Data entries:
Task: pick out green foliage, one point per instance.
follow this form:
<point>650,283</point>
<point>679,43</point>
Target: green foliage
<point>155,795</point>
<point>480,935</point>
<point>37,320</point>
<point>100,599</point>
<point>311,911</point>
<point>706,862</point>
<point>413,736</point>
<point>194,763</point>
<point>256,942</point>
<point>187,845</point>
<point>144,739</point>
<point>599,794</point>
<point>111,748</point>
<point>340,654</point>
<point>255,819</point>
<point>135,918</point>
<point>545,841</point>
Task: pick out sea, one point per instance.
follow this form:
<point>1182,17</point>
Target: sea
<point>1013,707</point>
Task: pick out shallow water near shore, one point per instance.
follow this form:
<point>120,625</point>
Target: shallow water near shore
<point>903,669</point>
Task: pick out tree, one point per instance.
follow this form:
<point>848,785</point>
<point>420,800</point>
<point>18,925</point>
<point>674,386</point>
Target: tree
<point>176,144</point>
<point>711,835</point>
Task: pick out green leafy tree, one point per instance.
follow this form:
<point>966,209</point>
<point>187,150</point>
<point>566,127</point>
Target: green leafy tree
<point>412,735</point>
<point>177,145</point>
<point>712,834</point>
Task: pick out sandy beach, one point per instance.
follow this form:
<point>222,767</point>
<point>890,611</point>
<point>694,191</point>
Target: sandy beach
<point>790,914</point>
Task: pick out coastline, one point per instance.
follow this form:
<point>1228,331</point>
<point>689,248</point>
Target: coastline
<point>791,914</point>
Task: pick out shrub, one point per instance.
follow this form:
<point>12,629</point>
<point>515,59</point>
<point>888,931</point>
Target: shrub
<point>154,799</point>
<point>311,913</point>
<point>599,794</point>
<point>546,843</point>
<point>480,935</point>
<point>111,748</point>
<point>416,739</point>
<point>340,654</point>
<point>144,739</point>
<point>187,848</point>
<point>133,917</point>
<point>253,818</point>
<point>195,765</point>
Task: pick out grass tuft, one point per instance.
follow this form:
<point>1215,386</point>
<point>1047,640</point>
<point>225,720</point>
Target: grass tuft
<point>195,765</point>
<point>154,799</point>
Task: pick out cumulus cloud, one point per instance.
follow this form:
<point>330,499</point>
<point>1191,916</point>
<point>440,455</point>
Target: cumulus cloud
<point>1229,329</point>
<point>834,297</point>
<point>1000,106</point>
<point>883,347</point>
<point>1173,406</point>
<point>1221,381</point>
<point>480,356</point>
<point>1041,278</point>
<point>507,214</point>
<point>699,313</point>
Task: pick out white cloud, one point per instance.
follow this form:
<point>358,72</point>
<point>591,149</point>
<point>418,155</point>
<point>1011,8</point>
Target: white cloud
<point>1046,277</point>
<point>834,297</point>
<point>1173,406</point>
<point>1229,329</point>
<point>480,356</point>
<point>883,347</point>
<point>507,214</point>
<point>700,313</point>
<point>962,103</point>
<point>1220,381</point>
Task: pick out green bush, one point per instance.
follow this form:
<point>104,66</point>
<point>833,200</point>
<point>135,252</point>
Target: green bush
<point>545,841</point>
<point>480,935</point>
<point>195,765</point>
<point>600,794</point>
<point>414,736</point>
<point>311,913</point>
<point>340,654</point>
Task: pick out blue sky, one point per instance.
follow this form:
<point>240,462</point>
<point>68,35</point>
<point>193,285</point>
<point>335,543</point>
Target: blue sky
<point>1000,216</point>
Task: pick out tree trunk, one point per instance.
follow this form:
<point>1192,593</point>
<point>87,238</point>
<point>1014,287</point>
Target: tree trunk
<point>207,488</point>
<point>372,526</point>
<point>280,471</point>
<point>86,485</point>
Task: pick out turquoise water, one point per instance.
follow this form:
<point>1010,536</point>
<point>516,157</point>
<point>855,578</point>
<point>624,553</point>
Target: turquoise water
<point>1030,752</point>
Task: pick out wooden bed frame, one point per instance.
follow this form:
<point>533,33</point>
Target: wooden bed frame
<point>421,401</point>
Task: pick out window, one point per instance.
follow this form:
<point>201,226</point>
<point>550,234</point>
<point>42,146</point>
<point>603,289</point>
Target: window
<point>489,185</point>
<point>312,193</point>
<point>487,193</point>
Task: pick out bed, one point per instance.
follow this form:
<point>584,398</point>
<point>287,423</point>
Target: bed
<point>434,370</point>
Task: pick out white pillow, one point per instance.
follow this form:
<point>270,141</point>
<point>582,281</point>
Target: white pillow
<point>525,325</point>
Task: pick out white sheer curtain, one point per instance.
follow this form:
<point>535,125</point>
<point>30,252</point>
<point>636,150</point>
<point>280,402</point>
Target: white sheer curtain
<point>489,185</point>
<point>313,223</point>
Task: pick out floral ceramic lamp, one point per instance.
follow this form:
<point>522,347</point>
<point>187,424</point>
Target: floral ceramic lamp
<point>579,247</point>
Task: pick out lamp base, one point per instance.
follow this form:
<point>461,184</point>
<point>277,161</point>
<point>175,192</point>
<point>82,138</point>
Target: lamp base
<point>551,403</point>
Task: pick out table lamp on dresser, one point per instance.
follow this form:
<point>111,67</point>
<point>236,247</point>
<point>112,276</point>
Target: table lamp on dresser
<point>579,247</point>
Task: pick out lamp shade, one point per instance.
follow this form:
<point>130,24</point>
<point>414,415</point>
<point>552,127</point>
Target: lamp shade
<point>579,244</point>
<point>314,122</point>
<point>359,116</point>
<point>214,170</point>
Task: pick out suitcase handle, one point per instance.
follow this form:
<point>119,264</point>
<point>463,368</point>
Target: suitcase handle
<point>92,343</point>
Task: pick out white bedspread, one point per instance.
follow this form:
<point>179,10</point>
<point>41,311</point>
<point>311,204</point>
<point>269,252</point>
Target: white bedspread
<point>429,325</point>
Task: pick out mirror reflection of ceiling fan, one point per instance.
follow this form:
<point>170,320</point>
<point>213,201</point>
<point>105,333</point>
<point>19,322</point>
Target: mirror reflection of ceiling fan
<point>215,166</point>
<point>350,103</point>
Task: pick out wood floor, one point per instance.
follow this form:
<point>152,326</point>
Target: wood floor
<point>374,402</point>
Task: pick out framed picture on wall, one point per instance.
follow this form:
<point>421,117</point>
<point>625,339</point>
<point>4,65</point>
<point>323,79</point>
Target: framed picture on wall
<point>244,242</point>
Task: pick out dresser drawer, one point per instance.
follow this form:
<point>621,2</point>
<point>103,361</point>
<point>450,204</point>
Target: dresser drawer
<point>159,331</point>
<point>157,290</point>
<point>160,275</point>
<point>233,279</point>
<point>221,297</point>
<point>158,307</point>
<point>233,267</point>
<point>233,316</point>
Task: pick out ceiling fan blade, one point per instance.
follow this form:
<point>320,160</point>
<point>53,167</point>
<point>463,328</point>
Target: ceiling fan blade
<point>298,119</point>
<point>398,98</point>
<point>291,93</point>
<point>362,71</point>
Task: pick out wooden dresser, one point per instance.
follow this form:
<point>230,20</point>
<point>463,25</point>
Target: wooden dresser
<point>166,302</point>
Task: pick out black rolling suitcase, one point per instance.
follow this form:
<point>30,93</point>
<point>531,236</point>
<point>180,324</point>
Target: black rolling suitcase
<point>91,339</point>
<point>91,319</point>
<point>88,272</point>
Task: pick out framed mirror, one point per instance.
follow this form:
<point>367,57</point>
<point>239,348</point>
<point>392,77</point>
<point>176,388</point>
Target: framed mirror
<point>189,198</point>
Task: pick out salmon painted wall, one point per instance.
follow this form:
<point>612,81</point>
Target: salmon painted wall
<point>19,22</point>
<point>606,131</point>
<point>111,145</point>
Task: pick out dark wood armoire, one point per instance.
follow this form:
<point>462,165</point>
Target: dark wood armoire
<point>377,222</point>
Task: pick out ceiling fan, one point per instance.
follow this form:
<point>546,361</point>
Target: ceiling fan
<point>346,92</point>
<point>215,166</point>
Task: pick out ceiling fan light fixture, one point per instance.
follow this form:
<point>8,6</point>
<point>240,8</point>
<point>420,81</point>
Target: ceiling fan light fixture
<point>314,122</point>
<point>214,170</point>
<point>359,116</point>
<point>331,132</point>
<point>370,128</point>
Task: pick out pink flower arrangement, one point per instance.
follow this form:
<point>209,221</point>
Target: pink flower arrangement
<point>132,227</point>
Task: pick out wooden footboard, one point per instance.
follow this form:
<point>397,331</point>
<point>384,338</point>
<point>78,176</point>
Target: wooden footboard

Your objective:
Output only the lines running from the line with "Task: pick out framed mirror, one" through the final line of the data, inclusive.

Final result:
Task: pick out framed mirror, one point per instance.
follow this form:
<point>367,57</point>
<point>239,348</point>
<point>392,77</point>
<point>176,388</point>
Target: framed mirror
<point>189,198</point>
Task: pick out salmon painted wall, one point per instance.
follow this form:
<point>612,81</point>
Target: salmon painted wall
<point>19,22</point>
<point>606,131</point>
<point>111,145</point>
Task: pick out dark wood armoire, one point per instance.
follow this form:
<point>462,165</point>
Target: dark wood armoire
<point>377,222</point>
Task: pick out ceiling fan, one point per instance.
follow this form:
<point>546,361</point>
Target: ceiling fan
<point>346,92</point>
<point>215,166</point>
Task: pick out ceiling fan light fixture, one point per instance.
follow this form:
<point>8,6</point>
<point>240,8</point>
<point>420,81</point>
Target: ceiling fan light fixture
<point>314,122</point>
<point>214,170</point>
<point>359,116</point>
<point>331,132</point>
<point>370,128</point>
Task: pick out pink flower arrangement, one point per instance.
follow this form:
<point>209,221</point>
Target: pink flower arrangement
<point>132,227</point>
Task: pick out wooden footboard, one point per instance.
follow this form:
<point>397,331</point>
<point>384,338</point>
<point>78,176</point>
Target: wooden footboard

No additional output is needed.